И все же…
Иные яркие тенденции уже подмечены. Одна из них – очевидная «эпизация» лирики: привнесение традиционно эпических черт не только в композицию стихотворения, но и в сам способ выражения лирического автора, как бы прячущего своего лирического героя в декорациях бытия.
Об этом пишут в «Арионе» (2006, № 4) Владимир Козлов («Вышивка эпосом по лирике») и Леонид Костюков («С собой и без себя»). Что примечательно, каждый из этих двух авторов – друг с другом не знакомых и живущих в разных городах, изначально предполагал несколько иной предмет исследования, достаточно далекий один от другого. И тот факт, что в итоге они сошлись в размышлениях о единой проблеме – и пришли к перекликающимся выводам, – убеждает в актуальности явления. Еще прежде («Арион», 2006, № 2) его затронула Анна Кузнецова («Любовный эпос, или Физиологическая лирика»), причем, как понятно из заглавия, применительно к едва ли не самому «лирическому» роду поэзии. Да и в статье Евгения Абдуллаева «Проза в поэзии: в поисках единства?» («Вопросы литературы», 2006, № 5) звучат сходные мотивы.

#### УСЛОВИЕ ЗАДАНИЯ
Верните без единого изменения весь текст об «эпизации» лирики. Строки ниже никак не связаны с текстом.

#### СОХРАНЕННЫЕ ДАННЫЕ
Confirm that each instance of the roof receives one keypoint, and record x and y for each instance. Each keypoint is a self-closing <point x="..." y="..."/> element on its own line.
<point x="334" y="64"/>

#### ПОЛНЫЙ ОТВЕТ
И все же…
Иные яркие тенденции уже подмечены. Одна из них – очевидная «эпизация» лирики: привнесение традиционно эпических черт не только в композицию стихотворения, но и в сам способ выражения лирического автора, как бы прячущего своего лирического героя в декорациях бытия.
Об этом пишут в «Арионе» (2006, № 4) Владимир Козлов («Вышивка эпосом по лирике») и Леонид Костюков («С собой и без себя»). Что примечательно, каждый из этих двух авторов – друг с другом не знакомых и живущих в разных городах, изначально предполагал несколько иной предмет исследования, достаточно далекий один от другого. И тот факт, что в итоге они сошлись в размышлениях о единой проблеме – и пришли к перекликающимся выводам, – убеждает в актуальности явления. Еще прежде («Арион», 2006, № 2) его затронула Анна Кузнецова («Любовный эпос, или Физиологическая лирика»), причем, как понятно из заглавия, применительно к едва ли не самому «лирическому» роду поэзии. Да и в статье Евгения Абдуллаева «Проза в поэзии: в поисках единства?» («Вопросы литературы», 2006, № 5) звучат сходные мотивы.